_To be done_
Report how many lines in the records below contain the string "vegetation", treating uppercase and lowercase as different. Give only the number.

Excerpts from a segmentation dataset
════════

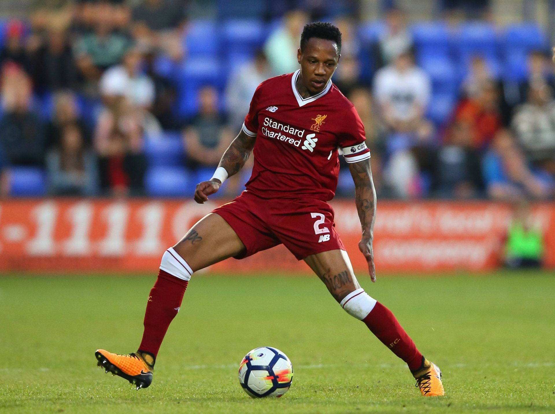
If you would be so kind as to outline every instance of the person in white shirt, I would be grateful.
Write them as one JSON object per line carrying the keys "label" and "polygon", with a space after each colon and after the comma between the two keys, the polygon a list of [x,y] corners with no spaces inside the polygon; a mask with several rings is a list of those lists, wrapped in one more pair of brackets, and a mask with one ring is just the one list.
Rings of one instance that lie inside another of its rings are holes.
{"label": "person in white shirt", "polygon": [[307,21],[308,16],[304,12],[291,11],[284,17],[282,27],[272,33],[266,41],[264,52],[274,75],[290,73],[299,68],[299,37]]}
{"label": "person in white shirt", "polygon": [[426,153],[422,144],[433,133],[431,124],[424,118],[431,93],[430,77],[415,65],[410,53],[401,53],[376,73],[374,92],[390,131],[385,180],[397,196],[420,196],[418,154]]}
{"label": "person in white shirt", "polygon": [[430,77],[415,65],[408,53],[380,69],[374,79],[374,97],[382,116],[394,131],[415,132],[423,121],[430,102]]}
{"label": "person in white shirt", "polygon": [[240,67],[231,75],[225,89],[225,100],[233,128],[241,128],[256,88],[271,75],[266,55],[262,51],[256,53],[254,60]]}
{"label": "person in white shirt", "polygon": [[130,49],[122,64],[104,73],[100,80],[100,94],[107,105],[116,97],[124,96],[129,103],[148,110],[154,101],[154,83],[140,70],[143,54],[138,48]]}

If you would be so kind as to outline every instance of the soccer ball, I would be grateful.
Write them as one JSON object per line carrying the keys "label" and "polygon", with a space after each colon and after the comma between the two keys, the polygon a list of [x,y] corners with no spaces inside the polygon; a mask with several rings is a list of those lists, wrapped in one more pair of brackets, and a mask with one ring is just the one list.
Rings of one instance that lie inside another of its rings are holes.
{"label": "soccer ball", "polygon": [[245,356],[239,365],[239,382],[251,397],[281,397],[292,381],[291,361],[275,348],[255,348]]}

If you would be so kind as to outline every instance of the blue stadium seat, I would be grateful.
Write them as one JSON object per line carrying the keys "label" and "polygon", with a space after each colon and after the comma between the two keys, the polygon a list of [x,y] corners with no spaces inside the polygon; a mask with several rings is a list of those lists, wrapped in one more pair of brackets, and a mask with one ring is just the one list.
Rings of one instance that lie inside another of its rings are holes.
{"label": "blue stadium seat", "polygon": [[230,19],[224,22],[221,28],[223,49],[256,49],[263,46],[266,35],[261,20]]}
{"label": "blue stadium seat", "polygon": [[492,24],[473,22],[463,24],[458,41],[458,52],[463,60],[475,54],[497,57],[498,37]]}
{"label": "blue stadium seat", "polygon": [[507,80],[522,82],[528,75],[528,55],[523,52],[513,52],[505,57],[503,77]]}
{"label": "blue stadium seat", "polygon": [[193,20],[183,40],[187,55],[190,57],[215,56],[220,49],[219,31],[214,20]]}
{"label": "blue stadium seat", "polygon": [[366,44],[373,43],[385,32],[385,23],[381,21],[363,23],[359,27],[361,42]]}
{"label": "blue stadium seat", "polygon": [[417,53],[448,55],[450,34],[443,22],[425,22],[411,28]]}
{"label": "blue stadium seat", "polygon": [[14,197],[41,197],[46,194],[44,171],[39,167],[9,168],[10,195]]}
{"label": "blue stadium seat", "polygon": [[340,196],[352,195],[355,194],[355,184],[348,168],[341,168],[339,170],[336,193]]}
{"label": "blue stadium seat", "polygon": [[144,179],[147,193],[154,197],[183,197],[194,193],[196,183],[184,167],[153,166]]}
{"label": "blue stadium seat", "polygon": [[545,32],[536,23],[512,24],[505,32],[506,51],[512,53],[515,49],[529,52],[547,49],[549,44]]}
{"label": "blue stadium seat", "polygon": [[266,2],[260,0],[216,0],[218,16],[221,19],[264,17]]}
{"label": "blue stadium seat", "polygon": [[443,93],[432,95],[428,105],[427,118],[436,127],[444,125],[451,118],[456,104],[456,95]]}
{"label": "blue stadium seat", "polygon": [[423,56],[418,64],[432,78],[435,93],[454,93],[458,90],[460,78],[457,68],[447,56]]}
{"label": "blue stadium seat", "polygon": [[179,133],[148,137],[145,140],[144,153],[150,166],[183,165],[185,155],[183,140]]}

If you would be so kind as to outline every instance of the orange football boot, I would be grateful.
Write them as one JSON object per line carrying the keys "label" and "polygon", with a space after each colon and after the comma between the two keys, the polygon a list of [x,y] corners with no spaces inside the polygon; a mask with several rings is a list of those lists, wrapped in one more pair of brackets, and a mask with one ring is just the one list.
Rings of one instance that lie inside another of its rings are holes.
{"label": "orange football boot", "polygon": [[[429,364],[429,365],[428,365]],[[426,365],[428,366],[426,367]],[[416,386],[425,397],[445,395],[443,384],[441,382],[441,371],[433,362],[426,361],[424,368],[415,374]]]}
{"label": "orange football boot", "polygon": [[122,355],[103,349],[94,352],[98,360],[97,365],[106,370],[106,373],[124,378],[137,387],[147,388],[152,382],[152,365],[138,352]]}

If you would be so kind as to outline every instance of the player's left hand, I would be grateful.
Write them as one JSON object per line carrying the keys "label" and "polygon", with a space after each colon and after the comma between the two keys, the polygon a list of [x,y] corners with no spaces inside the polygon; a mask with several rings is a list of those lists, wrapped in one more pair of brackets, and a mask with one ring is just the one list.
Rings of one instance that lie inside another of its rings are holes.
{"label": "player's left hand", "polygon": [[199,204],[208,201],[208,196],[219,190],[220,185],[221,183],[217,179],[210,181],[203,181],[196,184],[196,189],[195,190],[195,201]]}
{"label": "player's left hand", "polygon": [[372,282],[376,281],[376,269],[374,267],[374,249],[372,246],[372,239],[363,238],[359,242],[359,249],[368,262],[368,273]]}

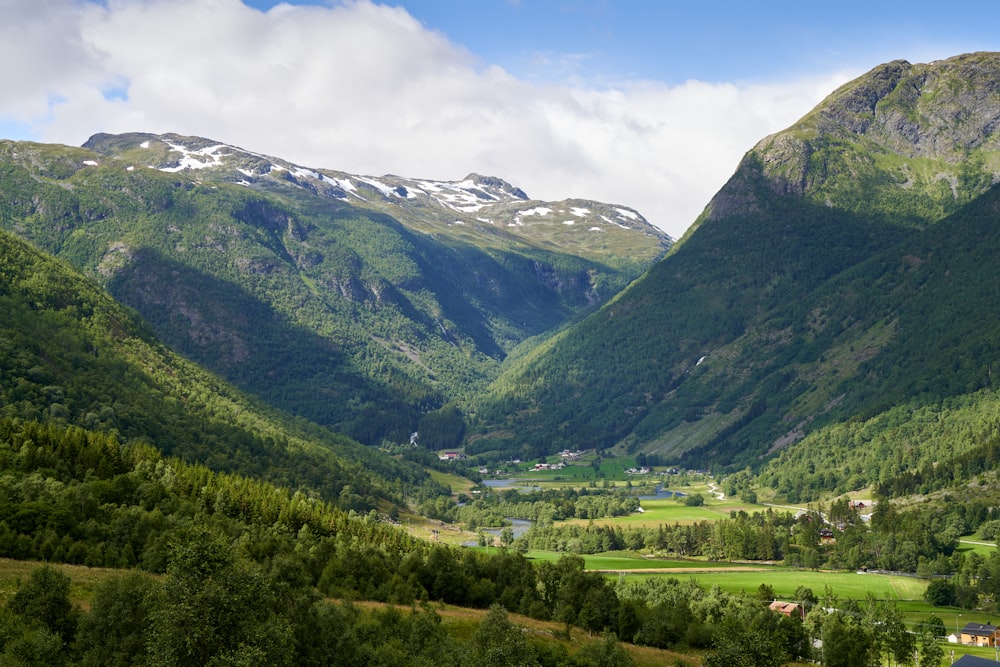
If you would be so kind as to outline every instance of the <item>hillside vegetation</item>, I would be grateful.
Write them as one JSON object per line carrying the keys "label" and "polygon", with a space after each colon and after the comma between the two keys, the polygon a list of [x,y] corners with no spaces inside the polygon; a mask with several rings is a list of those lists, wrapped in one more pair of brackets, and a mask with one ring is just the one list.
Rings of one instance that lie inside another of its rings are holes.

════════

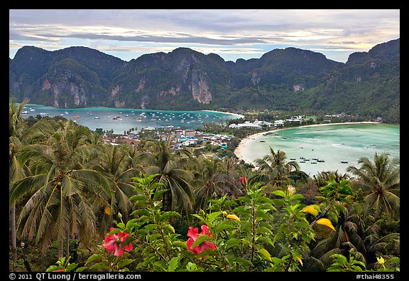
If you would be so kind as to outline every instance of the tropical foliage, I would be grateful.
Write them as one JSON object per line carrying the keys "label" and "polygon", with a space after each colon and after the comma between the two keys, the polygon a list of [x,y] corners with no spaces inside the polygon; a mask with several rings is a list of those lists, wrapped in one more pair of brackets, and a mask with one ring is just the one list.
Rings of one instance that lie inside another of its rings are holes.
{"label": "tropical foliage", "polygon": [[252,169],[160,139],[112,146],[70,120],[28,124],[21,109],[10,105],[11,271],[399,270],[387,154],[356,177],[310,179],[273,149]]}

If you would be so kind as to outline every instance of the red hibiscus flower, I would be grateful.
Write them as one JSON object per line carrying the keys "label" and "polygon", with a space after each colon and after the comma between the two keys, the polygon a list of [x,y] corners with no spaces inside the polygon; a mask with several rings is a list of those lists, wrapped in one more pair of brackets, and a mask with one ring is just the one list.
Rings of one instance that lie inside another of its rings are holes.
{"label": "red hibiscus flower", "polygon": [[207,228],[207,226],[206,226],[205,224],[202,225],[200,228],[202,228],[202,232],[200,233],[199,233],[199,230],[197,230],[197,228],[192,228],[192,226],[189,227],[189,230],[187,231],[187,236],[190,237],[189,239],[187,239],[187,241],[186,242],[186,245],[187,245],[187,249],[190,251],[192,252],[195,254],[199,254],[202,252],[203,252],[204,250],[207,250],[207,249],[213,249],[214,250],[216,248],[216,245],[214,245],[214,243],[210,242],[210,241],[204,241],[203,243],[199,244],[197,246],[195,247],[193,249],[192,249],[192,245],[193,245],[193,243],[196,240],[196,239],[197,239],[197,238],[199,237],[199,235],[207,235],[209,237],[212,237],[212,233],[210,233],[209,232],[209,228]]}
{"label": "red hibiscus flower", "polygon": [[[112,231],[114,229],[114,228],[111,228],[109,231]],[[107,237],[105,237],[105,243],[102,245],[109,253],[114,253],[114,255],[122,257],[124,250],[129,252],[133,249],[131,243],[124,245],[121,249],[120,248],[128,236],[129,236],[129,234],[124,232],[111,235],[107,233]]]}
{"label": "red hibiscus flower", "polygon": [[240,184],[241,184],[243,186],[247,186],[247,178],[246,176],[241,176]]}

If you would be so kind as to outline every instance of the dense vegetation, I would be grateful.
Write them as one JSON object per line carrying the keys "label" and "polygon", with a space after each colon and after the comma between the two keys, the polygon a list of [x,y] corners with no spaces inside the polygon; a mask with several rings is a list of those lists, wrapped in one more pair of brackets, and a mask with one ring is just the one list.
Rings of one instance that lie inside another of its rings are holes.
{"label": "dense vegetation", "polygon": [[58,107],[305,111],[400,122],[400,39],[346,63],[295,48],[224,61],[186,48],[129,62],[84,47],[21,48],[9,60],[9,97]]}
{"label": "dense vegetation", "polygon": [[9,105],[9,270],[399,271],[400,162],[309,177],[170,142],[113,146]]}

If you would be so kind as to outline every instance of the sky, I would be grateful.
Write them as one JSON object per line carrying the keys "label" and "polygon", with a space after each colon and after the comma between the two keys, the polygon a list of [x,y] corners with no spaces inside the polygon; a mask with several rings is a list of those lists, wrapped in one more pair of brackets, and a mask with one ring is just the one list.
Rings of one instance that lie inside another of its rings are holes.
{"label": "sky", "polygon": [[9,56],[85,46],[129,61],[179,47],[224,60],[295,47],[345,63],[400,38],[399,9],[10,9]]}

════════

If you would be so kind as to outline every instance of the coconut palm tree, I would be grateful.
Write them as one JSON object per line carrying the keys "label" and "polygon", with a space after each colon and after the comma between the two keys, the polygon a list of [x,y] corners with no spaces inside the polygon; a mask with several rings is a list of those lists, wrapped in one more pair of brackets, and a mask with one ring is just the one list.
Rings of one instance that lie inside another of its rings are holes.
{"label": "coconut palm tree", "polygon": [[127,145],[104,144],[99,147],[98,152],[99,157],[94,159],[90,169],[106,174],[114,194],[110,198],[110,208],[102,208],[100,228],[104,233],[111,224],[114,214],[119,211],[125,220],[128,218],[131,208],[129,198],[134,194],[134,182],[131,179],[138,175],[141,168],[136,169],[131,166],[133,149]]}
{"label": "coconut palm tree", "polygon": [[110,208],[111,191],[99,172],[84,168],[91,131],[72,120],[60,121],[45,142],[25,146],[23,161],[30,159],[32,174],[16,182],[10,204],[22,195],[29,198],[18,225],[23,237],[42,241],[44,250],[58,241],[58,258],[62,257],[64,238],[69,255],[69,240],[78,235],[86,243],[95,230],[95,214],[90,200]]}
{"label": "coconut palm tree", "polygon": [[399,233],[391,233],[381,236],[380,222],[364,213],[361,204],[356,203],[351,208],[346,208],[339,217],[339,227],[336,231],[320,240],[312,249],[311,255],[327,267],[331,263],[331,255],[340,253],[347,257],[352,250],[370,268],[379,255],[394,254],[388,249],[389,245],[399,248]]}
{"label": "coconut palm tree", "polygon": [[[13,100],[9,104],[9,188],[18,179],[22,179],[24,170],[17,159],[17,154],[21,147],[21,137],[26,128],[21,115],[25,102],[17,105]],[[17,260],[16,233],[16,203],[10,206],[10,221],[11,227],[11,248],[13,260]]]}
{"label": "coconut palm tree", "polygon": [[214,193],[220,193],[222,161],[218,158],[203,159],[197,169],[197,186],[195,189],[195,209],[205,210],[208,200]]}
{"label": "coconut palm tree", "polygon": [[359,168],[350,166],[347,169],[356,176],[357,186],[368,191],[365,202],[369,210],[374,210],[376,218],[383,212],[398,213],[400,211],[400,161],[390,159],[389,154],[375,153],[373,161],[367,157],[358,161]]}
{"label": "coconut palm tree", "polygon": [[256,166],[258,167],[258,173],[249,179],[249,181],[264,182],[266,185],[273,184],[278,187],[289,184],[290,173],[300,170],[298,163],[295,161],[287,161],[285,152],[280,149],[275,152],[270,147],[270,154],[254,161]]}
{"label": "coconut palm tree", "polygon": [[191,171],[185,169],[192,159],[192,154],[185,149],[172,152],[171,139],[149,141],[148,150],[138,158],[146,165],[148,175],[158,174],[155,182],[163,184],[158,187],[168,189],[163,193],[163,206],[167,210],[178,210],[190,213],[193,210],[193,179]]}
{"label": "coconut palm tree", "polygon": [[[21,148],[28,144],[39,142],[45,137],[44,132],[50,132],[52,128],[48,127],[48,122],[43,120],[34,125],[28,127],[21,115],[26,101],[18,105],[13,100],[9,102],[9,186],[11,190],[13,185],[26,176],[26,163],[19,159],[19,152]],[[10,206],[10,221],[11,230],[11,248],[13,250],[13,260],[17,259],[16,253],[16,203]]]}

════════

_Exercise answer_
4